►

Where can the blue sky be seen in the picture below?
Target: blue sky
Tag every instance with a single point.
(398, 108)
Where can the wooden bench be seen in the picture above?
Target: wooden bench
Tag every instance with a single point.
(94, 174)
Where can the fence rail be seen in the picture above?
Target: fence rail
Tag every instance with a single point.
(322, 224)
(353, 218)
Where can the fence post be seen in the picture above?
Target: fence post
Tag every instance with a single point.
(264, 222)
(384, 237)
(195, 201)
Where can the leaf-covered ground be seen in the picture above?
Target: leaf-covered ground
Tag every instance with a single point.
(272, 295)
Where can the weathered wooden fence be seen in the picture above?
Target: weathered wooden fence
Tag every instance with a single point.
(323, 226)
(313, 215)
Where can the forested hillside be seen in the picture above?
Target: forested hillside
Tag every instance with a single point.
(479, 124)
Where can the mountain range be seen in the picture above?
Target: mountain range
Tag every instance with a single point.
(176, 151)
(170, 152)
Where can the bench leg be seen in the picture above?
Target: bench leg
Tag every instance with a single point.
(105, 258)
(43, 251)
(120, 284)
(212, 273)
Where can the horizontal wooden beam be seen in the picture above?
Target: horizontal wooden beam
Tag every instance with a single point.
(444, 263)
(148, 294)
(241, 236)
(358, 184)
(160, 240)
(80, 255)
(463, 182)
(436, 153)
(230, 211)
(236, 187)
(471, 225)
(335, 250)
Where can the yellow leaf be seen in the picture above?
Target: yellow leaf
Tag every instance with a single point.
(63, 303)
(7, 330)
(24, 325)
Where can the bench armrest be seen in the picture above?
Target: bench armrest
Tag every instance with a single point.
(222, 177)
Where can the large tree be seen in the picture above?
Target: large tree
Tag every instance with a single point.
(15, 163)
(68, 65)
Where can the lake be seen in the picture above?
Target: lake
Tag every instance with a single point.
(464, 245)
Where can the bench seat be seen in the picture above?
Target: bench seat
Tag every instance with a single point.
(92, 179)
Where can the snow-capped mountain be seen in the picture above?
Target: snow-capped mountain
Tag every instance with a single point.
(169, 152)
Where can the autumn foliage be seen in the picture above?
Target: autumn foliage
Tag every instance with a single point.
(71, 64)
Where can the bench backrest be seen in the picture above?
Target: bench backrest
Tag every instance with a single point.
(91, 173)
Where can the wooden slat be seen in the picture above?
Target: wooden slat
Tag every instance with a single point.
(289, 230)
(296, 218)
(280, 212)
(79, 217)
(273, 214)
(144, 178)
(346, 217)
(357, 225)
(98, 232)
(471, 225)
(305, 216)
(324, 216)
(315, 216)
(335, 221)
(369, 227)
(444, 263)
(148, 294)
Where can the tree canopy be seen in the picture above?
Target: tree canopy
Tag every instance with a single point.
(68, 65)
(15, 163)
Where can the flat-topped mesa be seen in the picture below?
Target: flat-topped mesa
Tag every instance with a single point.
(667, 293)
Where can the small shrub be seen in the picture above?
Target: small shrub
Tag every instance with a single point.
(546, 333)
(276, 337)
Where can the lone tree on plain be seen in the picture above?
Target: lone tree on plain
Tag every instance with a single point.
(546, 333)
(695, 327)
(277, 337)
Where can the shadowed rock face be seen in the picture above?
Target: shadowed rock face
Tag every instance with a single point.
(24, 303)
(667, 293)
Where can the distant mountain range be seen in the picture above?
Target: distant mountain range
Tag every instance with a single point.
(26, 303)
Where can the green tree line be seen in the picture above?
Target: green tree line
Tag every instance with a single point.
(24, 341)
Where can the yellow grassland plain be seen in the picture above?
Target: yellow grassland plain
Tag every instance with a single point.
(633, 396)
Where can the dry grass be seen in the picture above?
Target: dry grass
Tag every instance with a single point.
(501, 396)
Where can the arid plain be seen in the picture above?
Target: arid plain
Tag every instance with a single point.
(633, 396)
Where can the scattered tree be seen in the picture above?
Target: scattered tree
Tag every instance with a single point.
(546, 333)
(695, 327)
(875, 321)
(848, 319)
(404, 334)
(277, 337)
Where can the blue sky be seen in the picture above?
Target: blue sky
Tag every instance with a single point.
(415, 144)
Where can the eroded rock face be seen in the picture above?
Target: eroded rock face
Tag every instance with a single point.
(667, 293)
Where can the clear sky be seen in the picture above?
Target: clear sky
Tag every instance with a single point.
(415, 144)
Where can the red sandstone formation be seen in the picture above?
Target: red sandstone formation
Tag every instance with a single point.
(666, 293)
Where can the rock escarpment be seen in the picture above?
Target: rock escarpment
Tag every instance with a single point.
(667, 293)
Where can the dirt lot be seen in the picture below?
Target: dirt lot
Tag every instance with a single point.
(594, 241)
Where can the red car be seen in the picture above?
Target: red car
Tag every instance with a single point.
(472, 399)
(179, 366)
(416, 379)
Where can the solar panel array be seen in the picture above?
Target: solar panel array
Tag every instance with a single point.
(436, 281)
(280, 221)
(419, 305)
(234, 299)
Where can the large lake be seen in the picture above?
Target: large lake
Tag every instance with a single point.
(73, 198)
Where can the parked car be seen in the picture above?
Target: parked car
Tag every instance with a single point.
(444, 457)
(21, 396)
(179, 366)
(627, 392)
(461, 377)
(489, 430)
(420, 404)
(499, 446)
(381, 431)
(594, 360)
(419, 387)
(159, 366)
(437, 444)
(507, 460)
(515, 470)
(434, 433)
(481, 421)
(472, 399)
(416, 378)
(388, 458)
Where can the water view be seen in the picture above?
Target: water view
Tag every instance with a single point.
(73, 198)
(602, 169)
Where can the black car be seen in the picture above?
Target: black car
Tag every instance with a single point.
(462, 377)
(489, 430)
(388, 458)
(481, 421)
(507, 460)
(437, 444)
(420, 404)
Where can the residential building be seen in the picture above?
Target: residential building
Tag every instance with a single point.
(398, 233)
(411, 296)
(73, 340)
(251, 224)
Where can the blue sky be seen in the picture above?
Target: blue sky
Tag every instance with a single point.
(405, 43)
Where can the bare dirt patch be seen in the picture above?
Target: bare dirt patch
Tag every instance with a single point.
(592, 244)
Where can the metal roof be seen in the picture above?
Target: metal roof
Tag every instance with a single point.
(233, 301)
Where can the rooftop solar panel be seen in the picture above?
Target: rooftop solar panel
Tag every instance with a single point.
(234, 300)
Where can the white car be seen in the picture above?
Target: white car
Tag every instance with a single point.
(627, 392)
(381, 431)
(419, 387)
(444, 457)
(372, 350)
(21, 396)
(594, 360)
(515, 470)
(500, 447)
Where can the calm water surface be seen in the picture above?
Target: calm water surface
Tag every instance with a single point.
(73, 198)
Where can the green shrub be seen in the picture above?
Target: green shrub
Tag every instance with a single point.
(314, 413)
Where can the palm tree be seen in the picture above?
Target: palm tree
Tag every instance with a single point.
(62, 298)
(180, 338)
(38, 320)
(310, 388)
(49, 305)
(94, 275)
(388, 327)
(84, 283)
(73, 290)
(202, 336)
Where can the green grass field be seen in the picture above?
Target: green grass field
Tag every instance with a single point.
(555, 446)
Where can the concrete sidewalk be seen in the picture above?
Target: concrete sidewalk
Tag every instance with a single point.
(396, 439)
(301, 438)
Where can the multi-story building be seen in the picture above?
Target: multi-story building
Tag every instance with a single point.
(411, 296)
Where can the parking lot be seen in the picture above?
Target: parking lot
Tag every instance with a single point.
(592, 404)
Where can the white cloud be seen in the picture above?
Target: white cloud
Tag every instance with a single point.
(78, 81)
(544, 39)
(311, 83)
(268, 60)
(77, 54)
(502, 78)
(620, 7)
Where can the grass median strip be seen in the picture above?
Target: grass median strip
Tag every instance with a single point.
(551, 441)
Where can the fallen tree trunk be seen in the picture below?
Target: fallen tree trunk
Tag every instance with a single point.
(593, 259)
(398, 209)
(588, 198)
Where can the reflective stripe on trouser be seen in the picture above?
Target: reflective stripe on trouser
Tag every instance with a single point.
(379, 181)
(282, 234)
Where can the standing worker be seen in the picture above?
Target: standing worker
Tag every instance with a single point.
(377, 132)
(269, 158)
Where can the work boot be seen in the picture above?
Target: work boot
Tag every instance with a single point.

◄

- _Work order_:
Work out how many lines of the listing above include the word "eroded". Reply with nothing but the count.

- _Task result_:
2